**Given exercise**
Pictures within the data are to be left out; everything else must be reproduced exactly.

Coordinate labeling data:
....
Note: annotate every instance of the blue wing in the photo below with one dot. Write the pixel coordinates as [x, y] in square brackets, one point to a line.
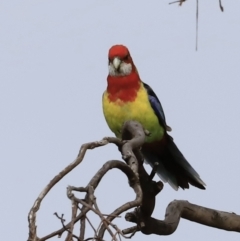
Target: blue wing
[157, 107]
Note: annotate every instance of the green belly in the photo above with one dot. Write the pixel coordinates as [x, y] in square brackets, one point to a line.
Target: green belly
[116, 113]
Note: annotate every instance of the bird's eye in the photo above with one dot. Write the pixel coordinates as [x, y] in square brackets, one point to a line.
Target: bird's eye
[126, 57]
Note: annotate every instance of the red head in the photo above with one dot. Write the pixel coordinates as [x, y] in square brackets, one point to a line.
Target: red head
[120, 61]
[123, 79]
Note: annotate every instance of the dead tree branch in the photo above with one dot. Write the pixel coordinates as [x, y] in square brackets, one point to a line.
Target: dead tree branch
[145, 189]
[183, 209]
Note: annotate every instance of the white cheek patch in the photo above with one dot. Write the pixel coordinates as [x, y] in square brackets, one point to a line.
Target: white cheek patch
[124, 69]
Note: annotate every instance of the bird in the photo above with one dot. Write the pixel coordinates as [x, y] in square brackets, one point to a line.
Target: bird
[128, 98]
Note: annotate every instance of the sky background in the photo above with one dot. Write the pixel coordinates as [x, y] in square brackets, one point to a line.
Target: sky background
[53, 61]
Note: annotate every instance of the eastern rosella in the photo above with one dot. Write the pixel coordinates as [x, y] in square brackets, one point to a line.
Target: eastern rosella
[128, 98]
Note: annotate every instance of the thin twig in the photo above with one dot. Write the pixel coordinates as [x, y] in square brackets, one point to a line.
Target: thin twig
[220, 5]
[197, 25]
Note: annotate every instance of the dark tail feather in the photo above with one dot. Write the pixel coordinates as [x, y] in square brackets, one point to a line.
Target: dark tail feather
[172, 165]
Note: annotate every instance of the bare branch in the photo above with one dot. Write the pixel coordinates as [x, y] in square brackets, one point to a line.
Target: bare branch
[56, 179]
[192, 212]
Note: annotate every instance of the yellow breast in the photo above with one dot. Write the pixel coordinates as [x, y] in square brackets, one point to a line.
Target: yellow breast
[116, 113]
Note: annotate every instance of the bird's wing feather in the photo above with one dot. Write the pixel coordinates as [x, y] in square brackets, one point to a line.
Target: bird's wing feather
[157, 107]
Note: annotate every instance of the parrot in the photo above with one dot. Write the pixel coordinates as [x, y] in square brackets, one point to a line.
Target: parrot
[128, 98]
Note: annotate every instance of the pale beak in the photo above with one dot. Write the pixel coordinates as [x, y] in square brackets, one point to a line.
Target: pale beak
[116, 63]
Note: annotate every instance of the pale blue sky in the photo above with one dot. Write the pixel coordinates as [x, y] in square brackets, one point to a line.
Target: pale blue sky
[53, 58]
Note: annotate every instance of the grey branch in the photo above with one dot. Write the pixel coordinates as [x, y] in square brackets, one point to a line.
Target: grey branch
[183, 209]
[146, 189]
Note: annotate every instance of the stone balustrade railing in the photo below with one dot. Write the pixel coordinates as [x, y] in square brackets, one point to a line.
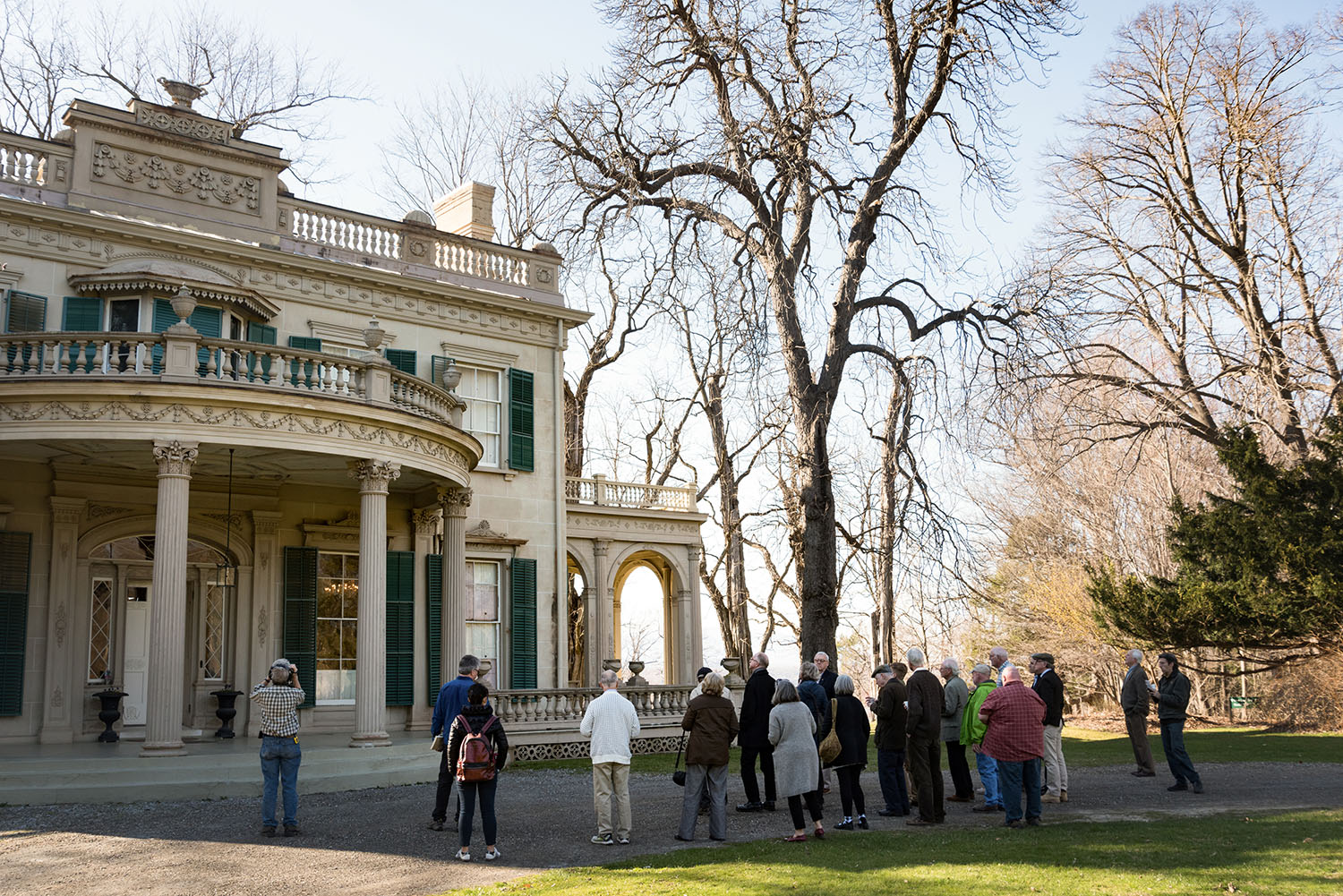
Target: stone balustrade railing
[602, 492]
[561, 708]
[226, 362]
[327, 227]
[34, 163]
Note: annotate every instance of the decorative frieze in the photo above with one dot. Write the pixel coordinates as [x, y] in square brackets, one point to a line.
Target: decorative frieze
[236, 192]
[183, 125]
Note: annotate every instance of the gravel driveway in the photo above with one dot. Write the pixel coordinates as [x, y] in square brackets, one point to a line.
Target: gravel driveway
[375, 841]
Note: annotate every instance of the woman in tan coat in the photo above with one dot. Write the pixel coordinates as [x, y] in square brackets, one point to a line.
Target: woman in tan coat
[712, 723]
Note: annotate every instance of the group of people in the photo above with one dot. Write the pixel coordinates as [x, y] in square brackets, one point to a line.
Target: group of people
[800, 735]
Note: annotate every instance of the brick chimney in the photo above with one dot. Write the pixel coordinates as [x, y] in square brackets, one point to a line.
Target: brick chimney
[467, 211]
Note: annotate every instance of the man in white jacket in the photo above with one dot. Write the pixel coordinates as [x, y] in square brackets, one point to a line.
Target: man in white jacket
[612, 723]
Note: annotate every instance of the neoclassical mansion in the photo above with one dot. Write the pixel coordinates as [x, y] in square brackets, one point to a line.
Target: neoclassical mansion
[238, 426]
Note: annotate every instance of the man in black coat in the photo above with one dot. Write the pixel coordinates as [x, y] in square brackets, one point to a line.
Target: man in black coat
[892, 716]
[757, 702]
[924, 730]
[1049, 687]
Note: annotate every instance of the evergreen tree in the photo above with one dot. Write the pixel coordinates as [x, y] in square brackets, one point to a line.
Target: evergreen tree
[1257, 574]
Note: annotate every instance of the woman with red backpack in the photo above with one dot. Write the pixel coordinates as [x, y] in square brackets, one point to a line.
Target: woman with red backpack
[477, 750]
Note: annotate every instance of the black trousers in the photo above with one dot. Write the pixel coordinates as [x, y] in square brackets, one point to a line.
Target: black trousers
[926, 769]
[959, 770]
[851, 791]
[445, 789]
[813, 798]
[748, 782]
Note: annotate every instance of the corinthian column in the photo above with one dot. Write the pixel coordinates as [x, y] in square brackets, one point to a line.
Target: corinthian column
[168, 601]
[454, 503]
[371, 649]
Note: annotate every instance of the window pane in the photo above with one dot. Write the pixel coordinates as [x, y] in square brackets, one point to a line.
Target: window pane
[99, 641]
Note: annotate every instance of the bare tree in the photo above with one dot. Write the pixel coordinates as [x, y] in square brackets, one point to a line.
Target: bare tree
[789, 129]
[1193, 268]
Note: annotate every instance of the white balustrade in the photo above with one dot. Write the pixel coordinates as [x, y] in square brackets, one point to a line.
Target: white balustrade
[603, 492]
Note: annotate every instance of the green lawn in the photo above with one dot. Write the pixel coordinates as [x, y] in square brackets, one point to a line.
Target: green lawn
[1262, 856]
[1084, 748]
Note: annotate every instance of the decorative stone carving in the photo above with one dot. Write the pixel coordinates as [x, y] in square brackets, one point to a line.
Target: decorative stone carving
[454, 501]
[175, 458]
[373, 476]
[424, 520]
[177, 176]
[183, 125]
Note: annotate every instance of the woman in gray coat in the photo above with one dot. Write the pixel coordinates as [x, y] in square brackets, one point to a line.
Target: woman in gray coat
[795, 764]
....
**Result of this task**
Note: annotate every instance of the blue wing in the photo below with one dot. Write the pixel coordinates as [x, y] in square brackets, one point to a line.
Target: blue wing
[157, 107]
Note: annotate every instance of the green belly in the photo above with one dot. Write the pixel coordinates as [x, y] in square brackets, one point to a line.
Target: green belly
[116, 113]
Note: annotate every instance of the bird's eye in the photo above with one dot. Write the pixel coordinates as [x, y] in square brackets, one point to a line.
Target: bird's eye
[126, 57]
Note: annotate every instance of the red head in the photo above with one dot. Write the pixel coordinates as [x, y] in square brackets, one point to a line.
Target: red head
[120, 61]
[123, 79]
Note: annotate every instance of the dead tree branch in the photo above with one dot. Write the pixel coordinates as [x, y] in square brackets, one point to a line.
Target: dead tree branch
[145, 189]
[183, 209]
Note: annotate every instance of the white cheek patch in the photo above with one dot. Write the pixel coordinates as [x, y] in square brackets, one point to a line.
Target: white cheek patch
[124, 69]
Note: annotate every instance of the bird in the photo above with one dot. Write the pixel coordinates as [x, y] in square brackets, one point to a line.
Target: bird
[128, 98]
Note: annotate every instance of the sky background in the photo above with one dot. Write the pixel coordinates as [x, y] in square brackets, one point to a line.
Target: sky background
[53, 61]
Note: annotate every instance of the eastern rosella in the photo above with one dot. Write the pixel coordinates as [x, y] in square brackets, one point to a line.
Target: eastern rosella
[128, 98]
Note: annotate every instance of the thin twig in the photo above with one dot. Write the pixel coordinates as [x, y] in square brackets, one point to a line.
Target: thin twig
[220, 5]
[197, 25]
Note: annotate every instance of the dark tail feather in the photo above with one dot. Write the pixel coordinates as [x, y] in square brackets, one point to a line.
Target: dark tail feather
[172, 165]
Note: annotate every instance of the bare branch in the photo above with one dot. Write the pixel coordinates as [x, y] in square brackets, one point to a line.
Target: bare branch
[56, 179]
[192, 212]
Note: annotate every instance of the yellow breast in the photo above with one dot. Write the pixel coordinates as [x, y] in square brackets, one point to a line.
Target: yellow breast
[116, 113]
Note: annotate every instance of the bird's wing feather in the photo above with one dot. Write the pixel coordinates as [x, y] in square brackets, one point to a line.
Target: bird's wing feather
[157, 107]
Note: annotate every instance of the parrot in the photo above with one dot. Write the pixel coordinates as [x, y] in square brackets, one point to a line.
Target: parrot
[128, 98]
Note: annotate every instance of the pale beak in the photo above with one dot. Write the pixel coordinates as [x, y] in square brackets, one point to a line.
Target: pale beak
[116, 63]
Note: annotate every instance of the pale blue sky in the photo above with one dot. Write the pixel coordinates as [x, y] in square brackets, one point to a line.
Target: pale blue sky
[53, 58]
Note: annotate every instance of the grey branch in the photo above with one dot. Write the pixel coordinates as [x, y] in square brackets, one point to a line.
Target: grey branch
[183, 209]
[146, 189]
Note: annotate every instance of the stone balustrade railing in the photo below with one dot. Write the pixel coordinates as [x, y] in square brackets, one point to a line.
Target: stone balustrade railing
[602, 492]
[561, 708]
[226, 362]
[327, 227]
[34, 163]
Note: annotate every instance of the decorative frieze in the photo above with one dot. Write the pixel coordinates as [x, y] in square brackets, one point to a line.
Target: decorative frieze
[236, 192]
[183, 125]
Note: annotate every instance of the gravel driveway in the photo above with one dot. Write the pixel coordinates as [x, y] in square brackets, one point to a line.
Target: gravel driveway
[375, 841]
Note: annotate every instance of the woman in tan coat in the photo above with one dot. Write the pixel coordinates as [x, y] in square brackets, one point to a line.
Target: woman in tan coat
[712, 723]
Note: annotate every instance of the group of people in the photo above with one dot. Write the pixel coordinates as [x, y] in square brackets, one point to a line.
Target: group of people
[800, 735]
Note: annotate every instance of the brick chimney in the photo above with one dot. Write the pixel coordinates as [x, y] in square brackets, one point to a line.
Target: brick chimney
[467, 211]
Note: annotate every instance of the man in white jacket in the photo above with one dot. Write the pixel coordinates as [x, y] in square brackets, one point to a line.
Target: man in white jacket
[612, 723]
Note: annotate every instance of the neoclassical mansion in the photo above with one dot. Write the pixel coordinates as [x, y] in square brackets, one point to a line.
Target: neoclassical mansion
[238, 426]
Note: annotate every instance of the man in black coat in the photo above with one dot. Write the pixel coordinates as [x, y] in square brackets, one point to a line.
Target: man in black coat
[892, 716]
[757, 702]
[924, 730]
[1049, 687]
Note: annotate every instance of the evergreen tree in the photo above with one dot. Write the pixel coordinates as [x, y] in square brackets, one point to a line.
Target: evergreen tree
[1257, 574]
Note: annotate every instance of the woman with red backpack in the photo above with one dot. Write the pixel coordinates as [x, y] in square brackets, one point to a line.
Target: woman with red backpack
[477, 750]
Note: annotate every instance of the black trousers in the photo above with one dot. Write the pixel coordinates as [x, y] in square brackets, one point to a line.
Target: black trousers
[926, 769]
[959, 770]
[851, 791]
[445, 789]
[813, 798]
[748, 782]
Note: annotate every instance of the corinthian column in the photo above with one dot. Write the pixel coordinates as [x, y] in square brackets, one point to a line.
Target: corinthian column
[168, 601]
[454, 503]
[371, 649]
Note: annotate every instance of the window pane in the photo above with one dot. Write the pixel coordinates as [x, y] in square brackets, one point to a line.
Target: window pane
[99, 641]
Note: annotate every instance of the bare tree in the photo above with one dot. Write the pixel coordinates as [x, y] in square brackets, one point to a line.
Target: bare tree
[789, 129]
[1193, 268]
Note: annotate every instance of the white balustrade in the photo above with one dot. Write the pixel coordinates as [x, y] in square brackets, one point to a line.
Target: white balustrade
[603, 492]
Note: annotate every instance of the green lawn in the photo above with one dot. Write the pixel coordinates as [x, y] in square brackets, one point to a line.
Target: green lawn
[1262, 856]
[1084, 748]
Note: annotate every instance of the decorative stone carving in the photo above with one dot. Write the pixel coordinates as [x, y] in square brackets, one point to a line.
Target: decorative stone carving
[454, 501]
[175, 458]
[373, 476]
[424, 520]
[177, 176]
[183, 125]
Note: annotate every instance of the woman in gray coat in the photo above with one dot. Write the pixel coordinates as [x, y] in square brackets, one point to a line.
Target: woman in gray coat
[795, 764]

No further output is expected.